### Work task 1
Decide whether each statement below agrees with the description of the cat documentary, and answer yes or no for each, quoting the deciding words of the description exactly.
(a) Gokogu is an ancient Buddhist temple.
(b) Some citizens run a catch-and-release desexing program for the cats.
(c) Ushimado lies on the edge of Japan's Inland Sea.
### Work task 2
Using the description of the cat documentary, answer these questions.
(a) Which film by Soda is named in parentheses?
(b) What small port is home to the shrine?
(c) According to the last quotation, what do Soda's films demonstrate the value of?
### Work task 3
Carry the description of the cat documentary further, starting after its final quotation.

--- Given text Enclosed Below ---

“ But who will clean up their poop?”
In The Cats of Gokogu Shrine documentary auteur Kazuhiro Soda (Campaign) uses the lens of beautiful kitties to examine the passage of time in an aging, traditional community on the edge of Japan's Inland Sea. The small port of Ushimado is home to the ancient Shinto shrine of Gokogu, which in turn is home to a colony of stray cats. Despite their cuteness the animals have become a divisive issue: some citizens care for them, feeding them and running an elaborate catch-and-release desexing program; others complain about the mess and fear that their town will fall victim to the social media-driven touristification that has dramatically altered parts of Japan. Observing the quotidian rhythms of seasons and maintenance done by hand, Soda locates the complex undercurrents beneath an idyllic surface, and the compromises inherent in coexistence.
“Soda has developed into one of the discipline’s most interesting, and freest, artists”
“(Soda's) films demonstrate the value of consistency and repetition...he models a wise, compassionate, and easily replicable way of looking at the world”

--- End of Enclosed Given text ---
--- Provided data Enclosed Below ---

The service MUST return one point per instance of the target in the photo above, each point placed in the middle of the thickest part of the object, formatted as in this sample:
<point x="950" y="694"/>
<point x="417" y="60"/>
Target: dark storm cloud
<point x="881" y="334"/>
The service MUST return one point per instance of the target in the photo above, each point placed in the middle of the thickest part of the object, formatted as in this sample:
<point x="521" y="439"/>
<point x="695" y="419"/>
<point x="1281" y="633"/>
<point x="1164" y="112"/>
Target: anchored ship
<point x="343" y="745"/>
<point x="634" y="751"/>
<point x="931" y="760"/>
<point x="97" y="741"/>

--- End of Enclosed Provided data ---

### Answer 1
(a) No: "the ancient Shinto shrine of Gokogu"
(b) Yes: "feeding them and running an elaborate catch-and-release desexing program"
(c) Yes: "on the edge of Japan's Inland Sea"

### Answer 2
(a) Campaign
(b) Ushimado
(c) Consistency and repetition

### Answer 3
“Absorbing and penetrating...an intimate, complex portrait”
This is Soda's tenth observational documentary feature, made using his Ten Commandments— a self imposed series of constraints such as “shoot for as long as possible” and “cover small areas deeply” that are intended to minimise preconceptions about the subject, opening the filmmaker and viewer up to rewards that can only come through looking and listening patiently. While the cats, along with the elderly townsfolk and kids who dote on/antagonise them, are incredibly charming, Soda avoids the trap of kawaii-Japan anthropology that smooths off the rough edges of a precarious existence. Moving, transportive and at times heartbreakingly real, The Cats of Gokogu Shrine is an intimate handcrafted look into a disappearing world.